1.13.2.5 Various analytical techniques were developed to assist designers in completing the necessary safety analysis to satisfy the requirements:
a) Quantitative, by the application of mathematical methods. Such analysis is often used for hazardous or catastrophic failure conditions of systems that are complex, that have insufficient service experience to help substantiate their safety, or that have attributes that differ significantly from conventional systems.
b) Qualitative, by assessment in a subjective, non-numerical manner. Examples of typical types of qualitative analysis are:
1) a review of the integrity of the installation and the design, based on experienced judgement; and
2) a systematic review of each component failure and an evaluation of its effect on the systems of the aircraft. An advantage to this approach is the identification of potential hidden effects of these failures.
In most cases equipment failures are inevitable. All anticipated aircraft failure can be divided in two groups:
1) evident to the flight crew during performance of normal duties and
2) hidden (or latent) - means non-evident to the crew.
1.13.2.6 All hidden (or latent) failures need to be discovered and rectified in a timely manner. The methods for discovering hidden failures may include:
a) failure monitoring and warning systems;
b) scheduled maintenance tasks (operational or functional checks of the sub-systems or components); and
c) special kind of checks (CMRs).
Within evident failures any single hazardous failure principally shall be eliminated or – with limited design capabilities – the probability of such a failure shall be limited in accordance with the airworthiness requirements. Evident failures of redundant components generally have no safety effect and could be treated the same way as most hidden failures – restoration tasks their intervals should be established. These tasks have the same physical nature as maintenance tasks listed in the maintenance programme but they forms separate document – MMEL. Reason for the same nature of hidden and evident non-critical failures in the fault tolerant systems is their similar restoration policy. For a hidden failure restoration interval will be the interval of scheduled maintenance check with subsequent item repair. And for an evident such a failure (MMEL item) this interval will be the allowed time for the item to be unserviceable (supposed an item failure to become evident during a flight).
Type Certificate holder always have a choice considering redundant components' failures. Sometimes it is more effective to keep them hidden (not disturbing the crew and not spending on failure warning systems) with the maintenance tasks scheduled for this type of failures. In other cases on-board failure monitoring is preferable - then components' failures have to be covered by the MMEL (see summary in the Table below).
Airworthiness control policy (Таблица не воспроизводится)
Historically, the MRB was the only body responsible for the determination of necessary maintenance tasks to prevent functional system failures, to find out and to eliminate hidden (or latent) failures of redundant systems or components. These tasks being proposed by the industry steering committee (ISC) then form the initial maintenance programme (or the MRB report) for the aircraft type. This document is subject for the approval of the MRB. The MRB report previously was the sole base for continuing airworthiness of the aircraft type. Later, a requirement in the FAR/JAR 25.1309 concerning the “latent failures” has lead to the procedures for certification maintenance co-ordination committee (CMCC) activities in the area of defining the scheduled tasks for timely elimination of the latent failures. In fact, these are the same activities as those of the MRB, but there is an option for a special kind of flight crew or maintenance personnel tasks. These tasks cover the type design features that cannot be treated effectively by other means (design change, etc.).

Location identification records:
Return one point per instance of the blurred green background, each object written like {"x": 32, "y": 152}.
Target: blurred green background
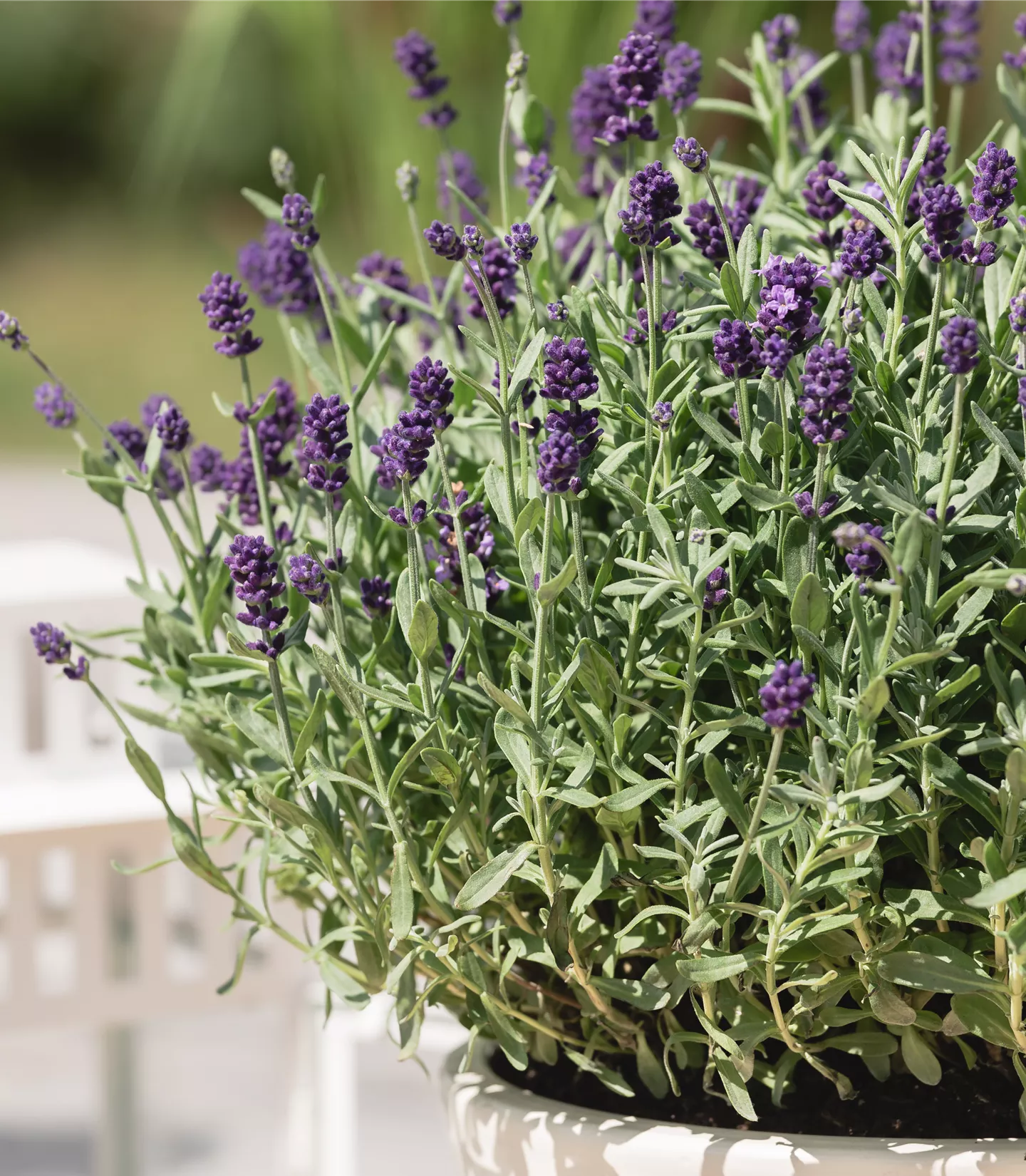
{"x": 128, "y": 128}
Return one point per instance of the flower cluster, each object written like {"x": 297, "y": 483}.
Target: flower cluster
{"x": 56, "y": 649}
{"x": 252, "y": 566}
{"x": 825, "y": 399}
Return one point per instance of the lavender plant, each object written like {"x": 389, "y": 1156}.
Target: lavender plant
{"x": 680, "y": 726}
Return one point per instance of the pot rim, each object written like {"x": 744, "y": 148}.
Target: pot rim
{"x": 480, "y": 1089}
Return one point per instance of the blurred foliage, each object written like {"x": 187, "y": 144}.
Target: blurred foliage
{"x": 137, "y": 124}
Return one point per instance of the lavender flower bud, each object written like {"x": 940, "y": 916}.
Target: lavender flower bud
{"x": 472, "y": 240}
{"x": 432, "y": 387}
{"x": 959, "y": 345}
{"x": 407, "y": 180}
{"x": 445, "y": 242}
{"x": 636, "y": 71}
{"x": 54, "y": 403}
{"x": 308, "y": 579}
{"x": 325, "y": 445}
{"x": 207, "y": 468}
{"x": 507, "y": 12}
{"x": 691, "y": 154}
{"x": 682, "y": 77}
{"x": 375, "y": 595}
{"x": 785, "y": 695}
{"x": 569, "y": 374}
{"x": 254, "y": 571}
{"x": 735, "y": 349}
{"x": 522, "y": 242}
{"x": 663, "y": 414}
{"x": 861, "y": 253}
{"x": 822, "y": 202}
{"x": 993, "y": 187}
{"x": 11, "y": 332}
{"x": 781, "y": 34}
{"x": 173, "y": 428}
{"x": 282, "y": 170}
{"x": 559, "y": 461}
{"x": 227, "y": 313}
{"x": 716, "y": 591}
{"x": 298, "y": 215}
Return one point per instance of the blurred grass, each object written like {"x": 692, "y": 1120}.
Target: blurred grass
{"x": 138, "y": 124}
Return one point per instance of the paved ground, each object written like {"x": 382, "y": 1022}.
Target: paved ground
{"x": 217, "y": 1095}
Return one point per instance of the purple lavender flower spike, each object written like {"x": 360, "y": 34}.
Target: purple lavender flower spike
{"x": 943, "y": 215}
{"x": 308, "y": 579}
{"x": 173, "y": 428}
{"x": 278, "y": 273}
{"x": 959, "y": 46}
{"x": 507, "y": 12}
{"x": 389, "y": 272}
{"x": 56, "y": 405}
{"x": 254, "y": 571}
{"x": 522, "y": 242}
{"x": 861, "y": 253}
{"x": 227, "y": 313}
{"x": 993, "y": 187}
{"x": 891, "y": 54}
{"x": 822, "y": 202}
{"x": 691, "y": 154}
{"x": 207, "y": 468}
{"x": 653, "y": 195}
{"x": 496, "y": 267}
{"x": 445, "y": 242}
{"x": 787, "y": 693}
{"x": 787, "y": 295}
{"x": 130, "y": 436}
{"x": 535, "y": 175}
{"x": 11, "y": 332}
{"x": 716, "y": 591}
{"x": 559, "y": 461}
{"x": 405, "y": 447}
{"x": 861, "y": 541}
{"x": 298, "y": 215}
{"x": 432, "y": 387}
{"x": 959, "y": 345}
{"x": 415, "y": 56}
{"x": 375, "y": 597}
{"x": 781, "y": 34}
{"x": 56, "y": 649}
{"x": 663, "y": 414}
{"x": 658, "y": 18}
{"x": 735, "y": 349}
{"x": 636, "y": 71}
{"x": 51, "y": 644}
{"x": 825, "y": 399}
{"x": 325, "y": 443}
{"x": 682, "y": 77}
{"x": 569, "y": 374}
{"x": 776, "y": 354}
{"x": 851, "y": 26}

--

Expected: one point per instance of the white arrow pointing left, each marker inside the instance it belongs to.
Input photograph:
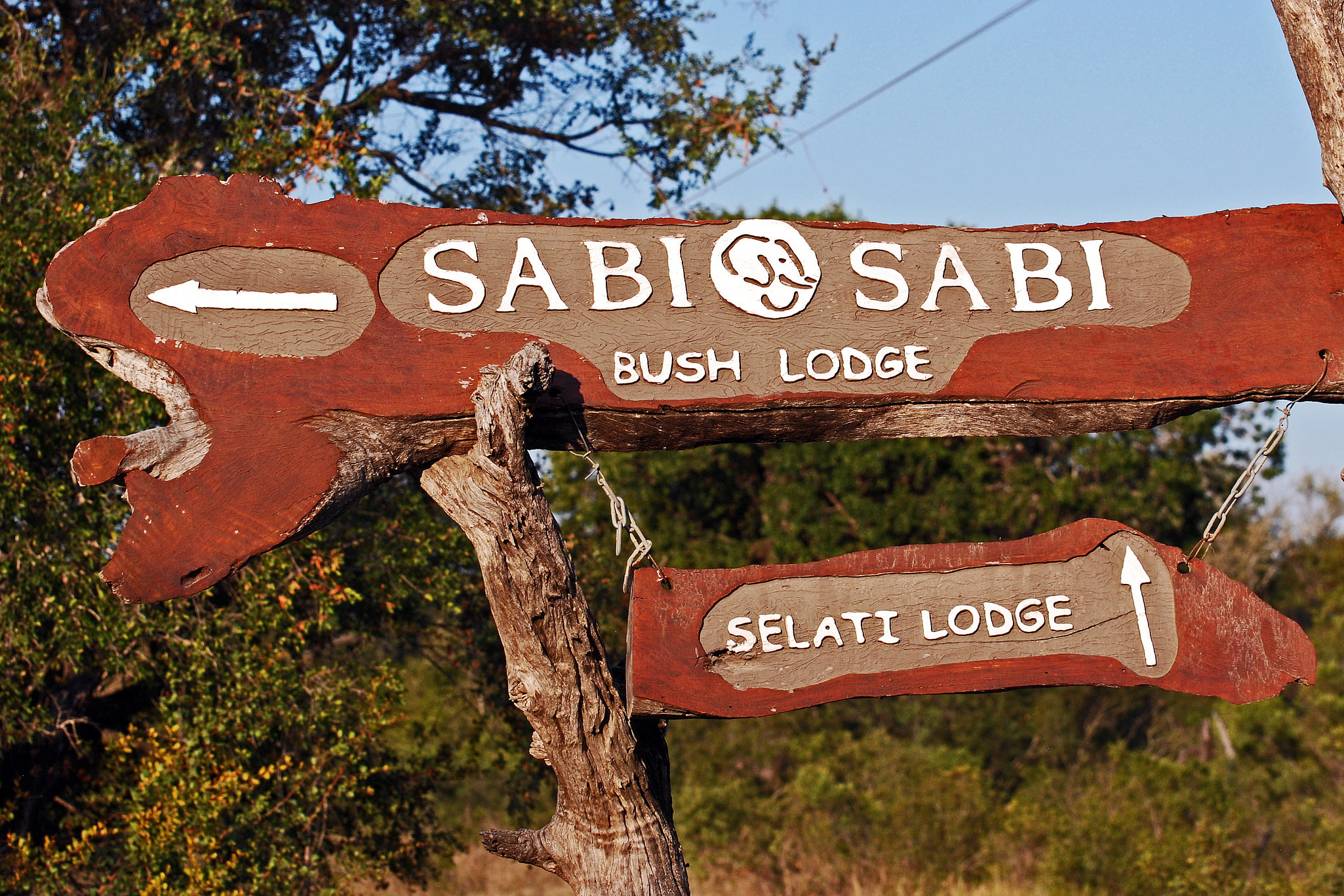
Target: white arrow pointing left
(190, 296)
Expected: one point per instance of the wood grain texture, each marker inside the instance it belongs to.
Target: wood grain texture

--

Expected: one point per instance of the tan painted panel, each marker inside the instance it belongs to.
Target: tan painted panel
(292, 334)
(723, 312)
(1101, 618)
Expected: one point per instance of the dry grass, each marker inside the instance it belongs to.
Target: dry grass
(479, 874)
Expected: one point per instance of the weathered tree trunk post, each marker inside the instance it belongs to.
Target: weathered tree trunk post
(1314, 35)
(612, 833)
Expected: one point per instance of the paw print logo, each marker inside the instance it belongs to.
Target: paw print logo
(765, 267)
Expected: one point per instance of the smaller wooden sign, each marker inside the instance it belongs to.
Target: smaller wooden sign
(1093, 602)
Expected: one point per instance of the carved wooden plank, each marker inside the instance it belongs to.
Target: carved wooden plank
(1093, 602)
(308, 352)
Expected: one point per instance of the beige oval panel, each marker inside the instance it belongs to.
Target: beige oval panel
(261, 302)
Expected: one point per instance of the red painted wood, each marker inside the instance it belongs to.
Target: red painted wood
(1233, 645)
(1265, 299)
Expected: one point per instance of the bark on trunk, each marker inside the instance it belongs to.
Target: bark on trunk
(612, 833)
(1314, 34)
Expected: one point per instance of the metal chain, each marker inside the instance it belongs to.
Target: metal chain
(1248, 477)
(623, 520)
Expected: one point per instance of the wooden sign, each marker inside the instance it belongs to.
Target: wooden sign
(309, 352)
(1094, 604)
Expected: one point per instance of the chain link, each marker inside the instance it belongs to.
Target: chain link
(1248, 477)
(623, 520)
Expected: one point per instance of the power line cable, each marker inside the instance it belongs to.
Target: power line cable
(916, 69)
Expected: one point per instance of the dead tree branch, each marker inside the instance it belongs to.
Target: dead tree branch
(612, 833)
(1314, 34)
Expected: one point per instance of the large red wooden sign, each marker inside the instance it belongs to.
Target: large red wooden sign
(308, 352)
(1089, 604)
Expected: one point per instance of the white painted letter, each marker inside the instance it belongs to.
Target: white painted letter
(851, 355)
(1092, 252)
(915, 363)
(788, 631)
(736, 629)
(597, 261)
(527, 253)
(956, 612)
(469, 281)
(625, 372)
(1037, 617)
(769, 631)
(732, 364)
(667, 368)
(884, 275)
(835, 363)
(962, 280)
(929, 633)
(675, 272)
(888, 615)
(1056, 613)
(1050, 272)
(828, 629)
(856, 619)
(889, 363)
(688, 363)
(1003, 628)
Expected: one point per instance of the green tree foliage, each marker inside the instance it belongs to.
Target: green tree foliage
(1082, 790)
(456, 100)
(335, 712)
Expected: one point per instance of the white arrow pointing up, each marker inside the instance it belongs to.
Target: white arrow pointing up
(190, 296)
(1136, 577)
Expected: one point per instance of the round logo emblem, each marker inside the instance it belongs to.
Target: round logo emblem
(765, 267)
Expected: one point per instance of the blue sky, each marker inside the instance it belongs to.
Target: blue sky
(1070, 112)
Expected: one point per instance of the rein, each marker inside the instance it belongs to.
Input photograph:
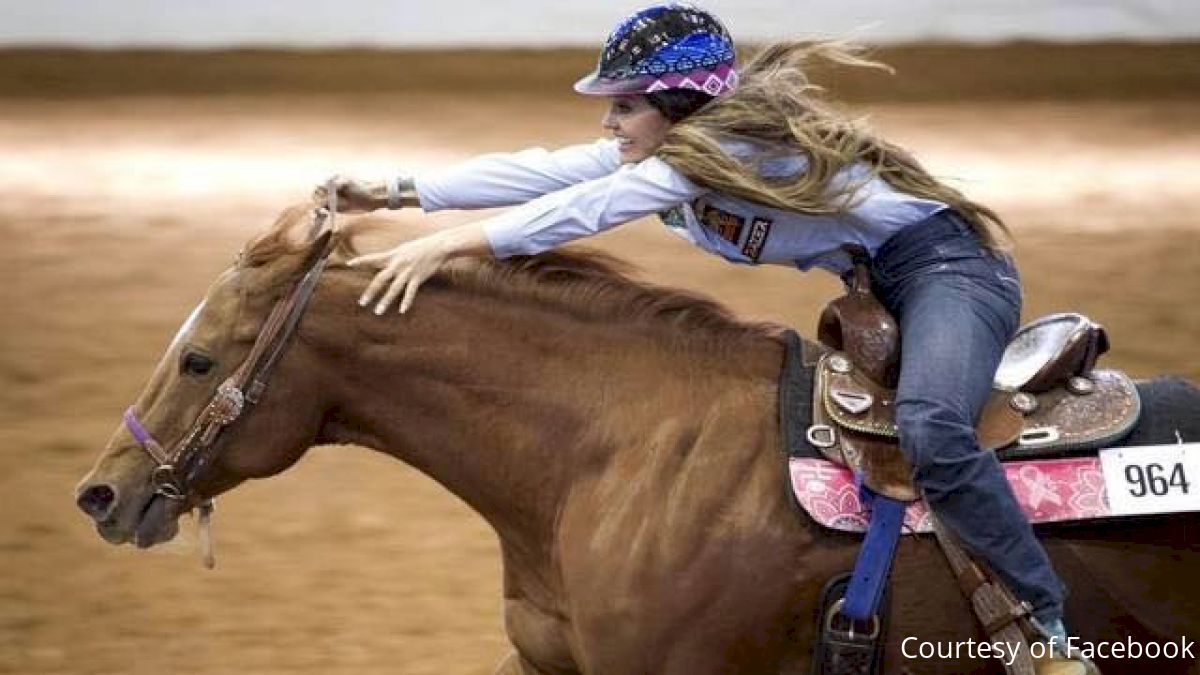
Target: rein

*TASK DETAILS:* Translate this sentence from the aircraft failure analysis text into French: "All hidden (or latent) failures need to be discovered and rectified in a timely manner." The records have no connection to the aircraft failure analysis text.

*EXERCISE ANSWER:* Toutes les défaillances cachées (ou latentes) doivent être détectées et corrigées en temps utile.